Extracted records
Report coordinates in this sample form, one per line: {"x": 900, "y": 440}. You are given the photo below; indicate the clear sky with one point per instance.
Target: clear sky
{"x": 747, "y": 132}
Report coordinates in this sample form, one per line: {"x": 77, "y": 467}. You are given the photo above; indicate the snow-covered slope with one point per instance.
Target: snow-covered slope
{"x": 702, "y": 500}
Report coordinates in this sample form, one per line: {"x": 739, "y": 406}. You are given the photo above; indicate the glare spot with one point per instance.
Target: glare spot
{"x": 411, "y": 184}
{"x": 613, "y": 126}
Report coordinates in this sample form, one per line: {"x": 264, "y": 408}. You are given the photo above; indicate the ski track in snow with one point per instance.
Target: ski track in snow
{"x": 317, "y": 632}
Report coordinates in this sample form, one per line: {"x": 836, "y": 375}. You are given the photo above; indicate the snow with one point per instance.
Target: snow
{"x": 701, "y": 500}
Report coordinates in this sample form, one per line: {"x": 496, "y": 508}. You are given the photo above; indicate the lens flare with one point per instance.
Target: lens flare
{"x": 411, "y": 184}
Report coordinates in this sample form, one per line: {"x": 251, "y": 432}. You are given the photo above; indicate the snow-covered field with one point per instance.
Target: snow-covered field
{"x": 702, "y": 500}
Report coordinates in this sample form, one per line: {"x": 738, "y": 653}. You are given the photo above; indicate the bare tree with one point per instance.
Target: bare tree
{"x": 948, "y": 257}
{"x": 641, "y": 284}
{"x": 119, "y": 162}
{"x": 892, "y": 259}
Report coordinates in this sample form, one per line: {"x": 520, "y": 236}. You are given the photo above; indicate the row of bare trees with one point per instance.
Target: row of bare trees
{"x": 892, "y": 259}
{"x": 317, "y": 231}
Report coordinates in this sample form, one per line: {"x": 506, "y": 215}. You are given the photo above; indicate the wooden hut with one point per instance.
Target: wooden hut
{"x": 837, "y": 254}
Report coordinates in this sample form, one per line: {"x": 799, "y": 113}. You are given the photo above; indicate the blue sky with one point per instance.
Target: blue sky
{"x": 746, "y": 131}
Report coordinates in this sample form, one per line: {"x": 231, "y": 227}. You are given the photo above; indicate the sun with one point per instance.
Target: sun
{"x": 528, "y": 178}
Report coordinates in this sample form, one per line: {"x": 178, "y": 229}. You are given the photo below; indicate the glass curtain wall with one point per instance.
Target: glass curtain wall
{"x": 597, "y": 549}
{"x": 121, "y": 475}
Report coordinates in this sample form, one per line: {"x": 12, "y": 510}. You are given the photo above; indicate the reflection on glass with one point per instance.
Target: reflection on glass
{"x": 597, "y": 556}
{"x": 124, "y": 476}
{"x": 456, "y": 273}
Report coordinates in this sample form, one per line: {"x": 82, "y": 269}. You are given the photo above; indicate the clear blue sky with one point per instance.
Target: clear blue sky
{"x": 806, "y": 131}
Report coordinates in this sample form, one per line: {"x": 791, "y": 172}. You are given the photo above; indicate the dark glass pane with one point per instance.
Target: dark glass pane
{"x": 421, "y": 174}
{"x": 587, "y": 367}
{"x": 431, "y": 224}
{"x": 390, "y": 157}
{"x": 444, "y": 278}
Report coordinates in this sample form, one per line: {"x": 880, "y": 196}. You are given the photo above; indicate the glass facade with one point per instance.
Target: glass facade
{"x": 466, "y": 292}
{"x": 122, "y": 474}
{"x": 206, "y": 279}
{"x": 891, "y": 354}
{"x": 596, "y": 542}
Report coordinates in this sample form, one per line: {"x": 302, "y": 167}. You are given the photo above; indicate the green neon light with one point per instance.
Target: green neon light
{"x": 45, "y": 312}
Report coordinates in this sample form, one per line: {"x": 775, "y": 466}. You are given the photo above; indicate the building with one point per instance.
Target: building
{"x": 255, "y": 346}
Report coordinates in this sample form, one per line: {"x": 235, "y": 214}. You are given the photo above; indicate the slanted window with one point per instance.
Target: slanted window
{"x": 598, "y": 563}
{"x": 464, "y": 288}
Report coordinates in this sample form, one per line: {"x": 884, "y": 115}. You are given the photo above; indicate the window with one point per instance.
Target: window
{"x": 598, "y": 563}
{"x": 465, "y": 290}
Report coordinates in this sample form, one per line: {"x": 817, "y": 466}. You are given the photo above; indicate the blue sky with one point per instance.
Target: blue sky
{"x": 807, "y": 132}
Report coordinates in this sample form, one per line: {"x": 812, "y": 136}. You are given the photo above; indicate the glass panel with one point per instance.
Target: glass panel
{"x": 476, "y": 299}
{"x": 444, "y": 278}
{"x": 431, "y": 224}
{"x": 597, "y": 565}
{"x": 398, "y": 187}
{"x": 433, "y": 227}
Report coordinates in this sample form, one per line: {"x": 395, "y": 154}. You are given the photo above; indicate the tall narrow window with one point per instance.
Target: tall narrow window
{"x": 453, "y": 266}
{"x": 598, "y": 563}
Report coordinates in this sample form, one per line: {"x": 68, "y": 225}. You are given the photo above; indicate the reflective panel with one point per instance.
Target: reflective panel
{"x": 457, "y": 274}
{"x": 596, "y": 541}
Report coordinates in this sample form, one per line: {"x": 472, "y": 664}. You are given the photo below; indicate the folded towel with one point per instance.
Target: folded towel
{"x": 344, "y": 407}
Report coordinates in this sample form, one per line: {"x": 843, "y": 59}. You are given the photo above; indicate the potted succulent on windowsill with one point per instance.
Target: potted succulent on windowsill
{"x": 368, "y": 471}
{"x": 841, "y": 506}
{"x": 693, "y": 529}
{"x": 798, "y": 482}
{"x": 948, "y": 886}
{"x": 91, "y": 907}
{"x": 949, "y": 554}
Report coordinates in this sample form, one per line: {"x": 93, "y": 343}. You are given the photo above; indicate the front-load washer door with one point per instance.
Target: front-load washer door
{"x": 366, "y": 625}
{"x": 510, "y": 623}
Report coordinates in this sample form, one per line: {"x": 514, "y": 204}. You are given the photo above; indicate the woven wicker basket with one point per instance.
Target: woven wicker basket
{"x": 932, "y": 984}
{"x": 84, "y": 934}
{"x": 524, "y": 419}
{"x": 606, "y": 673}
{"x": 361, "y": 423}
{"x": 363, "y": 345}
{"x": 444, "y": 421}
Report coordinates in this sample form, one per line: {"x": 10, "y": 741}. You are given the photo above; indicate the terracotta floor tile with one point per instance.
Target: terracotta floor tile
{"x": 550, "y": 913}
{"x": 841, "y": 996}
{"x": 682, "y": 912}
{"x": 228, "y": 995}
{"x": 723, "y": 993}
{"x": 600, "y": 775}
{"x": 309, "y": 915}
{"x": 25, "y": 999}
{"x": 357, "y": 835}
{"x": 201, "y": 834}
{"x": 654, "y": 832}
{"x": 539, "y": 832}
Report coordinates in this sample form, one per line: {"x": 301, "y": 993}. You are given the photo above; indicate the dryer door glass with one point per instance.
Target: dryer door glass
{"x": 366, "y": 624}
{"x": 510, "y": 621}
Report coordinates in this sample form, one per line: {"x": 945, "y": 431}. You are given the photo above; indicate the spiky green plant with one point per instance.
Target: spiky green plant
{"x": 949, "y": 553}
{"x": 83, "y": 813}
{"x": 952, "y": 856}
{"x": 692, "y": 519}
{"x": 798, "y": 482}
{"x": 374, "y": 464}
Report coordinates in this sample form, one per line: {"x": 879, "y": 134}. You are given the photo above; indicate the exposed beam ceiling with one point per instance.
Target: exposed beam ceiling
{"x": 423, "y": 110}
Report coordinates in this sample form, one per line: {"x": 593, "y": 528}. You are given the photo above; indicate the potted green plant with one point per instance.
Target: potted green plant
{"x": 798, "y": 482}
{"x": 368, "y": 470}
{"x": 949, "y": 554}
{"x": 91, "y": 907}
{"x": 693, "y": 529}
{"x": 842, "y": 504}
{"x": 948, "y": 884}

Set task: Take the line that contains "door glass with one point per instance." and every line after it through the end of the listing above, and repeat them exactly.

Written answer:
Report coordinates in this sample form, one per line: {"x": 301, "y": 993}. You are given the photo above; indicate the dryer door glass with one point per instance.
Target: dryer door glass
{"x": 366, "y": 624}
{"x": 510, "y": 621}
Report coordinates in this sample form, one per line: {"x": 945, "y": 431}. You are given the photo above; indicate the spiky green plant with one point per instance.
Target: spiky green plant
{"x": 949, "y": 553}
{"x": 83, "y": 813}
{"x": 952, "y": 856}
{"x": 692, "y": 519}
{"x": 798, "y": 482}
{"x": 374, "y": 464}
Report coordinates in this sample form, one per line: {"x": 879, "y": 134}. You are given the photo above; indicate the exposed beam ceiling with one point per instance.
Target: exposed beam ceiling
{"x": 423, "y": 110}
Report coordinates in this sample form, one per line: {"x": 593, "y": 528}. You are given the photo above; indicate the potted green plant with one point per instance.
Target: potted green plant
{"x": 798, "y": 482}
{"x": 368, "y": 470}
{"x": 949, "y": 554}
{"x": 91, "y": 907}
{"x": 693, "y": 529}
{"x": 842, "y": 504}
{"x": 948, "y": 884}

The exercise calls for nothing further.